PROVIDED ENTRIES START
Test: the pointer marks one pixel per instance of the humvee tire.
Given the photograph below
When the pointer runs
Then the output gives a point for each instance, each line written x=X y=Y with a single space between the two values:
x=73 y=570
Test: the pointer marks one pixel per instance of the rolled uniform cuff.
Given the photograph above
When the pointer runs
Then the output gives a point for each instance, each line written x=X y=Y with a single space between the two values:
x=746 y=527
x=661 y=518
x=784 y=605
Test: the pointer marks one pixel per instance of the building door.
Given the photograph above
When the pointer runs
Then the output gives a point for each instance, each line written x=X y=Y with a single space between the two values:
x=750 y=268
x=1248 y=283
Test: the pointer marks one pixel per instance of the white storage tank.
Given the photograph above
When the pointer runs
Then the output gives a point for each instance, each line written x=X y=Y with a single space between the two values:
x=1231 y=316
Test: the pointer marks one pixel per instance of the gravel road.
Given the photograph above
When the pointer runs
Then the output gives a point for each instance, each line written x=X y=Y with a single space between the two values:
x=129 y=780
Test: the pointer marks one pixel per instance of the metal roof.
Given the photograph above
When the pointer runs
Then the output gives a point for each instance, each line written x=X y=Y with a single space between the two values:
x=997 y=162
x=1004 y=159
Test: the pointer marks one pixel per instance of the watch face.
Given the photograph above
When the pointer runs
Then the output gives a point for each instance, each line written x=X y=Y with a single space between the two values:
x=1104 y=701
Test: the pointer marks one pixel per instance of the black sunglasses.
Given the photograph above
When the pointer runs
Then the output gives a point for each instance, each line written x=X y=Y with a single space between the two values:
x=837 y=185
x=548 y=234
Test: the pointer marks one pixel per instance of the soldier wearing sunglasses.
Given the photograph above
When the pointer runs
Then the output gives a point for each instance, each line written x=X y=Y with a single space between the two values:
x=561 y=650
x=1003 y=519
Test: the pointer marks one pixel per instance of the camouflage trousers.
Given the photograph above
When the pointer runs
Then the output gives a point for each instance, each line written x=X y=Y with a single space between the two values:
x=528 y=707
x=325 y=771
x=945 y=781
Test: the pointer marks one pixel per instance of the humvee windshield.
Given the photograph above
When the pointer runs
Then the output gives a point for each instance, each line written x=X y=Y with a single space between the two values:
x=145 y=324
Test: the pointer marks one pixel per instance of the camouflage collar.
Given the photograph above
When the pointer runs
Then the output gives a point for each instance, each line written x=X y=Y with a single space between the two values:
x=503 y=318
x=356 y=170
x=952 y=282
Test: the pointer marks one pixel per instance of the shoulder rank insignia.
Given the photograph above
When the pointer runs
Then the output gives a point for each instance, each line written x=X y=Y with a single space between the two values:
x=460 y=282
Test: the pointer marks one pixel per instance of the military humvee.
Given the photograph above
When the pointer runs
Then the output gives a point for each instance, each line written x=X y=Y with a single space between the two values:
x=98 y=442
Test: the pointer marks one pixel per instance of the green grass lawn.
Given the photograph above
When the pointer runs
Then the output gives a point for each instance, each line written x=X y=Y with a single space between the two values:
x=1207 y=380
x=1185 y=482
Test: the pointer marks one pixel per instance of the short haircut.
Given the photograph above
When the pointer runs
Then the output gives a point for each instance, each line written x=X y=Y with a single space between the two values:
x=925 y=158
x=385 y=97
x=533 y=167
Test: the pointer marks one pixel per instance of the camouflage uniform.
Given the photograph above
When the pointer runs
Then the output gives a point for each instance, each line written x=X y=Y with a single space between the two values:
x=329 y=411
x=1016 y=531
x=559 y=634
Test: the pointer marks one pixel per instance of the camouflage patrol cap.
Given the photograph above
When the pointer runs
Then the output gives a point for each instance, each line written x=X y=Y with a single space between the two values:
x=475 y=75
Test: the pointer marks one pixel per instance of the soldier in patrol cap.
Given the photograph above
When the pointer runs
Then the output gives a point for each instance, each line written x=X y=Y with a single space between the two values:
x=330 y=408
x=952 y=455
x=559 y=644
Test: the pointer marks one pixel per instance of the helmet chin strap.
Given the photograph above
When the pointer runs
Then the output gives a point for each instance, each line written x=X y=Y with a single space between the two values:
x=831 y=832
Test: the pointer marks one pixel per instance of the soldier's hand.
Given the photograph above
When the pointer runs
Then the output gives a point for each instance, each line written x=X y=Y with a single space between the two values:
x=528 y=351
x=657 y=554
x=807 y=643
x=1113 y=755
PROVIDED ENTRIES END
→ **YOUR INSTRUCTIONS**: Search the data above for the word "soldier" and show every line that has it.

→ **EXERCISE RESULT**:
Test: the pointer marks one pixel per instance of the soldier wearing sunglasses.
Test: the pointer marks one pixel per instance of the soldier in patrol cap.
Test: the pointer marks one pixel per instance of the soldier's hand.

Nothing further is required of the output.